PASSAGE:
Ireland is ELTIF 2.0 ready

The Central Bank of Ireland has published new rules to implement the revised ELTIF Regulation (ELTIF 2.0) domestically

12 March 2024

Publication

On 11 March 2024, the Central Bank of Ireland (the Central Bank) published a Feedback Statement to its consultation paper CP 155 (the CP), as well as an update to its AIF Rulebook, containing a new Chapter 6 (the ELTIF Chapter) on European Long Term Investment Funds (ELTIFs).

The ELTIF Chapter sets down rules which ensure that Ireland is ready for the new, revised ELTIF 2.0 – it should be noted that the delayed Level 2 measures for ELTIFs were adopted (in amended form) by the European Commission on the same day as the Central Bank published its documents.

Background

The EU’s ELTIF Regulation established a new type of Alternative Investment Fund (AIF), designed to be accessible to retail investors while, at the same time, allowing investment in longer-term and illiquid assets, such as infrastructure projects, real estate and listed and unlisted SMEs.

Following low take up of ELTIFs from their establishment in 2015, a review by the European Commission resulted in a number of significant changes being made to the Regulation - these went live in January 2024, as we reported at the time.

In November 2023, the Central Bank published the CP, in which it proposed to introduce a new chapter for ELTIFs in its AIF Rulebook, supporting the domestic implementation of the ELTIF Regulation and setting out an authorisation process for ELTIFs in Ireland. Our summary of the CP can be found here.

The two responses received were largely supportive of the CP’s contents and the Central Bank has now published a Feedback Statement, in which it considers the comments made and explains where these have resulted in changes to its original proposals

What changes is the Central Bank making to its original proposals?

DATA SECTION:
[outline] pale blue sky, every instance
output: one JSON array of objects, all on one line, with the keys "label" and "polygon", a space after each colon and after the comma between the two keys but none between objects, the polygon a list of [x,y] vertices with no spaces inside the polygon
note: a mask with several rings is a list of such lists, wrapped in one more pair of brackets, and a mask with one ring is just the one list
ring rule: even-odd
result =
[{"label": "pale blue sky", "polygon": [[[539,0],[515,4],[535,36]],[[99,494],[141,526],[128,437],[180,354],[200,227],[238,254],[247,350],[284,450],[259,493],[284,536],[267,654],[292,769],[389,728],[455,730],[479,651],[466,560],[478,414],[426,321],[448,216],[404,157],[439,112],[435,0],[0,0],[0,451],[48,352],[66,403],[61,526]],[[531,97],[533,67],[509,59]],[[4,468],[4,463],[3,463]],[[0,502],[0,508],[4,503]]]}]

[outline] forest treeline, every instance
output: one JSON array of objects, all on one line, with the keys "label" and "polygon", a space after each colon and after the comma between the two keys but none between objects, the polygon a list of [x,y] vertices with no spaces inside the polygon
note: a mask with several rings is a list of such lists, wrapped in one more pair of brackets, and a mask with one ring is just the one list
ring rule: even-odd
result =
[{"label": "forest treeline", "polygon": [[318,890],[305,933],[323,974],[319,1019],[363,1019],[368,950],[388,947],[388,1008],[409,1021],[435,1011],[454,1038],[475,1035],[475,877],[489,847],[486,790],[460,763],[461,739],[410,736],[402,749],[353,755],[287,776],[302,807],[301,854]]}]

---

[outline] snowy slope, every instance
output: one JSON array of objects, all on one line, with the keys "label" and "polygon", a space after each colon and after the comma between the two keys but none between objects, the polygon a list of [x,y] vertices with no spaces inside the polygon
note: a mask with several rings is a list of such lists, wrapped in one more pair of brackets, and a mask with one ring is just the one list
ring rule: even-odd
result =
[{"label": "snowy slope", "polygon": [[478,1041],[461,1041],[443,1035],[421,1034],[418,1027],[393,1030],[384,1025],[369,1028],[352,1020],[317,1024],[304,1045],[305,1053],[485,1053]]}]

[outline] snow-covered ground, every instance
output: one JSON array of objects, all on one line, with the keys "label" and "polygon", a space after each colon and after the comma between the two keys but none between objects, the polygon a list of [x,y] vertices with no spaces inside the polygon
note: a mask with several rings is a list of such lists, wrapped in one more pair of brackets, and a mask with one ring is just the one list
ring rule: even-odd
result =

SET PROBLEM: Can you carry the ELTIF 2.0 article further, picking up right after its final line, "What changes is the Central Bank making to its original proposals?" The items stand apart from the ELTIF 2.0 article.

RESPONSE:
Taking each section of the ELTIF Chapter in turn, the Feedback Statement sets out a number of areas where it has changed aspects of its original proposals in light of the responses received.

Section I: ELTIF restrictions

  • General restrictions

The proposed restriction on an ELTIF acquiring shares from carrying voting rights enabling it to exercise significant influence over an issuing body has been removed from the final ELTIF Chapter as it was felt that it does not take full account of the concentration and diversification limits that can be disapplied for professional-only ELTIFs.

  • ELTIFs investing in venture capital, development capital or private equity

The CP proposed that rules for ELTIFs investing in venture capital, development capital and private equity would not apply to non-Irish ELTIFs. Since this might create regulatory complexity and an un-level playing field, these provisions have been removed from the final ELTIF Chapter, along with provisions relating to risk disclosures for such ELTIFs.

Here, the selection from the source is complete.